Problem requirements:
Would you please output the lines from the one holding "Query: shrub" to the end of the entries, exactly and with no others?

Provided material:
☆ ☆ ☆ ☆
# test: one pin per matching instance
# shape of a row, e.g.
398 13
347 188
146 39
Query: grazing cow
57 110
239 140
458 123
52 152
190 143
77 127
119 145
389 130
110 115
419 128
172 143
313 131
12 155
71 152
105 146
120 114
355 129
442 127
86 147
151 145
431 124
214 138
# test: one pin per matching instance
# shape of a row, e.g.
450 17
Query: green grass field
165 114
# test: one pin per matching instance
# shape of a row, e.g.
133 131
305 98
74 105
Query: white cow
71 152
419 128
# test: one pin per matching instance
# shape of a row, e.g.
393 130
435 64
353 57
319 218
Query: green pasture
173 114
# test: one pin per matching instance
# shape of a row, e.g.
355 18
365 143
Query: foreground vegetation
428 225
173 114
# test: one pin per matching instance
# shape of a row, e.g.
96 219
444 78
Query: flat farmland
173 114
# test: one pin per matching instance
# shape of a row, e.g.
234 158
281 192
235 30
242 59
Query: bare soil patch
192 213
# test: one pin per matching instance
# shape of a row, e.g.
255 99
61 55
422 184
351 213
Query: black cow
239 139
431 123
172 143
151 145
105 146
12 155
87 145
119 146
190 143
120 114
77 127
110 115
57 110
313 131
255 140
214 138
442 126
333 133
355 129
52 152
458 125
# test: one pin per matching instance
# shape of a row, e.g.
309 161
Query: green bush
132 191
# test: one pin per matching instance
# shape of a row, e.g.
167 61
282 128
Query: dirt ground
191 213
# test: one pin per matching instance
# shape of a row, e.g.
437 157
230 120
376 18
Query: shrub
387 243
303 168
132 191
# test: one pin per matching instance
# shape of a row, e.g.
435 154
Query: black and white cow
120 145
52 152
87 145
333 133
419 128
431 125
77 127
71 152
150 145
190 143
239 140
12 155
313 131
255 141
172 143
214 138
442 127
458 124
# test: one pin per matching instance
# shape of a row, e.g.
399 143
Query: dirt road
☆ ☆ ☆ ☆
Written answer:
Query: shrub
387 243
303 168
132 191
# test: one pin per matching instance
# shape of a row, e.g.
435 154
Query: black and white cow
120 145
52 152
87 145
333 133
419 128
431 125
77 127
71 152
150 145
190 143
239 140
12 155
313 131
255 141
172 143
214 138
442 127
458 124
# test: one pin per matching instance
# shape of a row, e.g.
399 143
Query: dirt road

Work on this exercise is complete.